YOUR INSTRUCTIONS:
Reproduce the passage of the puzzle description verbatim, starting with "1. Each row" and going on through "is currently solvable.".

SELECTED TEXT:
>>>>>
Our attention was drawn to this excellent game by a Sporcle user where it has at least two names "Trees Logic" and "Star battle". So, being fair minded and not wanting to take sides, we have given our version a different name: "Targets".
1. Each row and each column and each polyomino (shape) must contain a single Target ("O").
2. Targets cannot touch orthogonally or diagonally.
When a cell is ruled out from containing a Target, it can be marked by a Dash symbol ("-").
A screenshot from targets showing a partially completed grid. The player has requested a hint and the program is indicating, with a question mark, a cell which is currently solvable.
<<<<<
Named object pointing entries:
>>>>>
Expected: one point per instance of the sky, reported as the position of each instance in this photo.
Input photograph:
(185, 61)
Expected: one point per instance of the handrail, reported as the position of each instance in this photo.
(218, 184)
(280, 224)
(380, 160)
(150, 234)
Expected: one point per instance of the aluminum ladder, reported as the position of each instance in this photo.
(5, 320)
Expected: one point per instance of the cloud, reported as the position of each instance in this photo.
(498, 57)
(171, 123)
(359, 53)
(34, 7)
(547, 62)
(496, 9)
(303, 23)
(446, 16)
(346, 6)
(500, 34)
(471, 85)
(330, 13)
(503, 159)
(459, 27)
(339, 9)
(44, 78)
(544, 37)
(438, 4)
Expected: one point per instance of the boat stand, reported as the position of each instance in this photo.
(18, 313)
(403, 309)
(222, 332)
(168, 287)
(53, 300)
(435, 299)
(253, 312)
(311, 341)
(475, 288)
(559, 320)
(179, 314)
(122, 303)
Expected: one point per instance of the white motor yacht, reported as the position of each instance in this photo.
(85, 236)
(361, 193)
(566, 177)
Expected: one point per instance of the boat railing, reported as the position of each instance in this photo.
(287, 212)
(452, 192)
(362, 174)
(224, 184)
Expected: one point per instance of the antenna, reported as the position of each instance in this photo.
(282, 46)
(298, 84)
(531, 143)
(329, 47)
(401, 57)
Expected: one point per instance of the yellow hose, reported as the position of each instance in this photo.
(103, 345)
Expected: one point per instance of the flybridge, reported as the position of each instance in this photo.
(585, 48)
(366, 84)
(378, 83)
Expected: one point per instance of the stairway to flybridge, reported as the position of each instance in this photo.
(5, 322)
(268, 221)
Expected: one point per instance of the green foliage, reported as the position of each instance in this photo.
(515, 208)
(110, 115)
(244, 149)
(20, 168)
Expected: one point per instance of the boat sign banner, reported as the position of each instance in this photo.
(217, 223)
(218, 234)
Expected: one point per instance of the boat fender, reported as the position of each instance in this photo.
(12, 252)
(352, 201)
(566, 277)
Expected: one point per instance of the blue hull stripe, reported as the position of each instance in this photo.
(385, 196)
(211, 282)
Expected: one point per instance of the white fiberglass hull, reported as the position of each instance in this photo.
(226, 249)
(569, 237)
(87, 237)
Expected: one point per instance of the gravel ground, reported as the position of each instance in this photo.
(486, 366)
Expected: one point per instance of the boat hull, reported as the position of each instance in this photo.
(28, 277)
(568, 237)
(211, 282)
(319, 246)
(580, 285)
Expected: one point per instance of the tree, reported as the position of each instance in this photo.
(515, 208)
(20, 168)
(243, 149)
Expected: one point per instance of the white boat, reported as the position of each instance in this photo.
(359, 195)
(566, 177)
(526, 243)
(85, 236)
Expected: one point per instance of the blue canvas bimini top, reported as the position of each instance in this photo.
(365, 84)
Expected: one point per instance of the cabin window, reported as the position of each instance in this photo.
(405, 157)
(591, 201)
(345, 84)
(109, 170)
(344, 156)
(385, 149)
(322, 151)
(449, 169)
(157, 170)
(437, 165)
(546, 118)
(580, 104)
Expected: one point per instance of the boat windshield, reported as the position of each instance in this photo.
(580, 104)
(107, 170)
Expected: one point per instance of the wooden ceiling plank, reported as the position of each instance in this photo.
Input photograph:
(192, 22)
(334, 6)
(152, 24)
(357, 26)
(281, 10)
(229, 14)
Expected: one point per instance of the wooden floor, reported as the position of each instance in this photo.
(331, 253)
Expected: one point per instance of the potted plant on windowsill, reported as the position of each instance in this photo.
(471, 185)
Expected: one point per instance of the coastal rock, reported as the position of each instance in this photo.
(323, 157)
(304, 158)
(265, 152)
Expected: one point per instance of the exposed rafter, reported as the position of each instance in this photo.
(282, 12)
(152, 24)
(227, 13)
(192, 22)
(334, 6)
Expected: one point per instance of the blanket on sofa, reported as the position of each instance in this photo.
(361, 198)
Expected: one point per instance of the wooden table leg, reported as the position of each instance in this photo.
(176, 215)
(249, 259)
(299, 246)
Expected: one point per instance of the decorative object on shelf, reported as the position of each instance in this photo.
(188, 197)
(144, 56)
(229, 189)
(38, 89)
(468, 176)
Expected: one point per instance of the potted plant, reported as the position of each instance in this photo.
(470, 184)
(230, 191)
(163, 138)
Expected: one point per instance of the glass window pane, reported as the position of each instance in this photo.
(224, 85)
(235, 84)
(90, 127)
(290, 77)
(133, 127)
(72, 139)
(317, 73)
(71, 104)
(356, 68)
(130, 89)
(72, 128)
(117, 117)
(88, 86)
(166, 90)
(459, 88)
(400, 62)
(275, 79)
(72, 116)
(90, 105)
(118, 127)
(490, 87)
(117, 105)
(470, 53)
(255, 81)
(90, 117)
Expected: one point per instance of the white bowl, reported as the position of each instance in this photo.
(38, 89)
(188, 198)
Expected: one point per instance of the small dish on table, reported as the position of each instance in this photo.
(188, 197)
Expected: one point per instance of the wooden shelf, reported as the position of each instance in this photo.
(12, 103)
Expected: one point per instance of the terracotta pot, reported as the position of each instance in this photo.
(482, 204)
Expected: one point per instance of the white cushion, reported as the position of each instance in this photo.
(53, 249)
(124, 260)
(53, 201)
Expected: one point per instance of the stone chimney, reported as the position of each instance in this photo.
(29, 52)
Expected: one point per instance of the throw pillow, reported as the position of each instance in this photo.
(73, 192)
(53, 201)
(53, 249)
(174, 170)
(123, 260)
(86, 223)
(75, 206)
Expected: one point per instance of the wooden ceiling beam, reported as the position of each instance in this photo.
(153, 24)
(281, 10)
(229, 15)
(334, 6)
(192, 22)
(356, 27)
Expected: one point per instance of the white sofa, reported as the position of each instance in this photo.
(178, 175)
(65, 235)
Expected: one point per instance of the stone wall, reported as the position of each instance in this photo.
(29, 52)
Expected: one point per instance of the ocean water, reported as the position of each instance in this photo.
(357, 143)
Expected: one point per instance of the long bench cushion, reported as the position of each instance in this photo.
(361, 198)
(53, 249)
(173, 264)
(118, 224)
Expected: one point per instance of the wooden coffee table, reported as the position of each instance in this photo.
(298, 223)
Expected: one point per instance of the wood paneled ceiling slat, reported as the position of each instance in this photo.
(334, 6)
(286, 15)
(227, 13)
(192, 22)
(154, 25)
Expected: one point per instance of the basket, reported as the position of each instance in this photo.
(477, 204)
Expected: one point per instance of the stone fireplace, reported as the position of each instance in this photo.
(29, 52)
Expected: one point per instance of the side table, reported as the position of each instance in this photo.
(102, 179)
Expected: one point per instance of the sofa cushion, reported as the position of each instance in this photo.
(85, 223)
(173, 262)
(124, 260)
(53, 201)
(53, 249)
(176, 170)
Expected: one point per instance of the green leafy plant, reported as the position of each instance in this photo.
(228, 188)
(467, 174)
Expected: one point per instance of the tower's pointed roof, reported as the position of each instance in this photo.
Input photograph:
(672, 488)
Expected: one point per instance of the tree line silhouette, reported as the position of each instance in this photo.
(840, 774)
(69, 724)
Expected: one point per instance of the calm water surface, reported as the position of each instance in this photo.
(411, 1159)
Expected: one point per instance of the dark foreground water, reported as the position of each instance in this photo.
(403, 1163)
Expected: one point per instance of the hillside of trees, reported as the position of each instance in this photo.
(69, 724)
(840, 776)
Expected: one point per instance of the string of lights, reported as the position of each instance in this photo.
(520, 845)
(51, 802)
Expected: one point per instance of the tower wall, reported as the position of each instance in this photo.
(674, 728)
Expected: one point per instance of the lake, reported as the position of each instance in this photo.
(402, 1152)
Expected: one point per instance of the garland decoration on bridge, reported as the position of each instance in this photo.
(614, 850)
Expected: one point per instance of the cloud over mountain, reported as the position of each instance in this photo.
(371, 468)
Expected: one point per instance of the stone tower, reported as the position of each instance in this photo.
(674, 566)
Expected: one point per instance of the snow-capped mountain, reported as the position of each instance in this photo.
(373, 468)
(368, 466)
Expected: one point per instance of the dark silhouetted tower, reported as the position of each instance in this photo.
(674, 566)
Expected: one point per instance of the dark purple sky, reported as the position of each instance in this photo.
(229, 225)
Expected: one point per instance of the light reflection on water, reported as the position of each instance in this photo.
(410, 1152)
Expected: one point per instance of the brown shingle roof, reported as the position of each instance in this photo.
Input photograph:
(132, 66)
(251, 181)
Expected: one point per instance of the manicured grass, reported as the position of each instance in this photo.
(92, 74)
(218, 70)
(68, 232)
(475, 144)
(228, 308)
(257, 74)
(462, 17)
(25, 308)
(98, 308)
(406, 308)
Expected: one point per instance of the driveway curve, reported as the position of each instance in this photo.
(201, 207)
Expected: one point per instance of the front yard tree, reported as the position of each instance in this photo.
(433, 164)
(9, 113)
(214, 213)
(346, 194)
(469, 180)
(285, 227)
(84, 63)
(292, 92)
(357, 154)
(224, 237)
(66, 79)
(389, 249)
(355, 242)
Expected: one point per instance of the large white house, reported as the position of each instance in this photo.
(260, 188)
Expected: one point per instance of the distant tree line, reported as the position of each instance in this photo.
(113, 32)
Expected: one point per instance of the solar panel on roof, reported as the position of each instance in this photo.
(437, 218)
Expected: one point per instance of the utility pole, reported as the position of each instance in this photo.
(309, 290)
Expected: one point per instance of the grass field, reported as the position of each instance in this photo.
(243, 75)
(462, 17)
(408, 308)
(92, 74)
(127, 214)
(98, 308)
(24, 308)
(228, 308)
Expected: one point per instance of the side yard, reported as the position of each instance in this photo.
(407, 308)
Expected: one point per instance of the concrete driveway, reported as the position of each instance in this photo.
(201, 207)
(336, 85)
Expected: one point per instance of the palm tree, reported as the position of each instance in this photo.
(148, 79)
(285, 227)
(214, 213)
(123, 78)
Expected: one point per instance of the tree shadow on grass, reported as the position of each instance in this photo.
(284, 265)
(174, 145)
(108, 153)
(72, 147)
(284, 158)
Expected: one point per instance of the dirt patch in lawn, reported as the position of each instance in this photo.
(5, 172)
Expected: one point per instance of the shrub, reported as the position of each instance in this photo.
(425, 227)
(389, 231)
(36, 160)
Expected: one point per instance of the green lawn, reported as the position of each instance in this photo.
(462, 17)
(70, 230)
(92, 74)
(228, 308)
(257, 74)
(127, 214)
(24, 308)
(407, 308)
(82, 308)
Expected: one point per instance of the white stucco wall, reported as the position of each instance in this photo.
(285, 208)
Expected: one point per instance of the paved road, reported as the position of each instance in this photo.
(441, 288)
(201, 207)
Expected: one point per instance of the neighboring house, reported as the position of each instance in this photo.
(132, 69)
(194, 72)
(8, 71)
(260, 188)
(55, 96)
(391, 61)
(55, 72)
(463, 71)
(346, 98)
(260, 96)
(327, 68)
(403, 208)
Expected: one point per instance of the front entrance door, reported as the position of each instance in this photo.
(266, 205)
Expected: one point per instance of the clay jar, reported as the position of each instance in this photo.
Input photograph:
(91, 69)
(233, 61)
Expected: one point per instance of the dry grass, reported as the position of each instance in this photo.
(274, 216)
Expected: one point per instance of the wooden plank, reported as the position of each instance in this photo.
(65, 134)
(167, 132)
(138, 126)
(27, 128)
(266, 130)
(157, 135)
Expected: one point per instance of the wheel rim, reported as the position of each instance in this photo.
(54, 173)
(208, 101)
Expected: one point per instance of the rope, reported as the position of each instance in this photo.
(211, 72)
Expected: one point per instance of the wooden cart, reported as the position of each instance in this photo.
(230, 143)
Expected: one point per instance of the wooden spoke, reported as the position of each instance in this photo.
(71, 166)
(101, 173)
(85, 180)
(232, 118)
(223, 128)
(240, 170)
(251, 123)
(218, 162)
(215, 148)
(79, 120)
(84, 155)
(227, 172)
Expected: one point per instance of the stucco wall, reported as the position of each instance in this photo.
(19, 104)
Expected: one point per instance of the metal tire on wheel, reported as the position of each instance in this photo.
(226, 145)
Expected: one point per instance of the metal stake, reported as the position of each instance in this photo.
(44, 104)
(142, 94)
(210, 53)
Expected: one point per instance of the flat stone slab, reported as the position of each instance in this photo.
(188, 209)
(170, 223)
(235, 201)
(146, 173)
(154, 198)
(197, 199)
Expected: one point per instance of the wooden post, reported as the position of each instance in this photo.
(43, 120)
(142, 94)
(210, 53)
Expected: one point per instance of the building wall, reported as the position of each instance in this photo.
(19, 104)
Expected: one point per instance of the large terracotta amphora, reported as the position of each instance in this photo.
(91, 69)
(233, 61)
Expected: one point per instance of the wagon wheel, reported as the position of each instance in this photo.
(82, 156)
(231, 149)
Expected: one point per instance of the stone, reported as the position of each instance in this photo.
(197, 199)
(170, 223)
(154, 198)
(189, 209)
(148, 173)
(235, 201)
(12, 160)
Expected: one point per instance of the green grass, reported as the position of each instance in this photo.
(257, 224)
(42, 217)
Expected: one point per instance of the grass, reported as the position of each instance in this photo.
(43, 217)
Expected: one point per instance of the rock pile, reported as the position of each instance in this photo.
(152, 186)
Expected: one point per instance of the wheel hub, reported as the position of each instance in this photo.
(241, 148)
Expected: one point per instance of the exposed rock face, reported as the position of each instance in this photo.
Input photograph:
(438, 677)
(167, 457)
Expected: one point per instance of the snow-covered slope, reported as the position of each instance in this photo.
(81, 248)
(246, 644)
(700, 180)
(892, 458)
<<<<<
FULL OUTPUT:
1. Each row and each column and each polyomino (shape) must contain a single Target ("O").
2. Targets cannot touch orthogonally or diagonally.
When a cell is ruled out from containing a Target, it can be marked by a Dash symbol ("-").
A screenshot from targets showing a partially completed grid. The player has requested a hint and the program is indicating, with a question mark, a cell which is currently solvable.